— start of Text extract —
Ergodic dynamics and thermalization in an isolated quantum system
C. Neill, P. Roushan, M. Fang, Y. Chen, M. Kolodrubetz, Z. Chen, A., Megrant, R. Barends, B. Campbell, B. Chiaro, A. Dunsworth, E. Jeffrey, J., Kelly, J. Mutus, P. J. J. O'Malley, C. Quintana, D. Sank, A. Vainsencher, J., Wenner, T. C. White, A. Polkovnikov, J. M. Martinis

TL;DR
This paper demonstrates ergodic behavior in a small, controllable quantum system of three superconducting qubits, linking quantum entanglement dynamics with classical chaos and thermodynamics.
Contribution
It provides experimental evidence of ergodic dynamics in a minimal quantum system, connecting quantum entanglement with classical phase space behavior.
— end of Text extract —
— start of Given material —
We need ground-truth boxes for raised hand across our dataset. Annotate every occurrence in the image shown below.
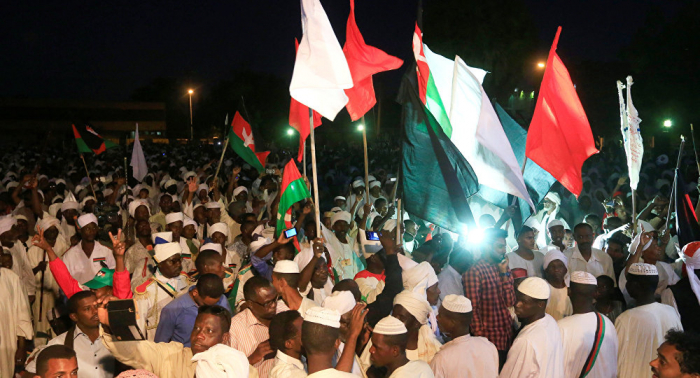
[32,226,51,251]
[109,228,126,257]
[187,177,197,193]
— end of Given material —
* _Job 1_:
Drawing only on the paper summary, explain in one to three sentences what the work contributes and which ideas it links together.
* _Job 2_:
Return everything in the paper summary from "Ergodic dynamics and" down to "phase space behavior.", copied word for word.

* _Problem solution 1_:
The work provides experimental evidence of ergodic dynamics in a minimal quantum system of three superconducting qubits. In doing so, it connects quantum entanglement with classical phase space behavior, linking entanglement dynamics with classical chaos and thermodynamics.

* _Problem solution 2_:
Ergodic dynamics and thermalization in an isolated quantum system
C. Neill, P. Roushan, M. Fang, Y. Chen, M. Kolodrubetz, Z. Chen, A., Megrant, R. Barends, B. Campbell, B. Chiaro, A. Dunsworth, E. Jeffrey, J., Kelly, J. Mutus, P. J. J. O'Malley, C. Quintana, D. Sank, A. Vainsencher, J., Wenner, T. C. White, A. Polkovnikov, J. M. Martinis

TL;DR
This paper demonstrates ergodic behavior in a small, controllable quantum system of three superconducting qubits, linking quantum entanglement dynamics with classical chaos and thermodynamics.
Contribution
It provides experimental evidence of ergodic dynamics in a minimal quantum system, connecting quantum entanglement with classical phase space behavior.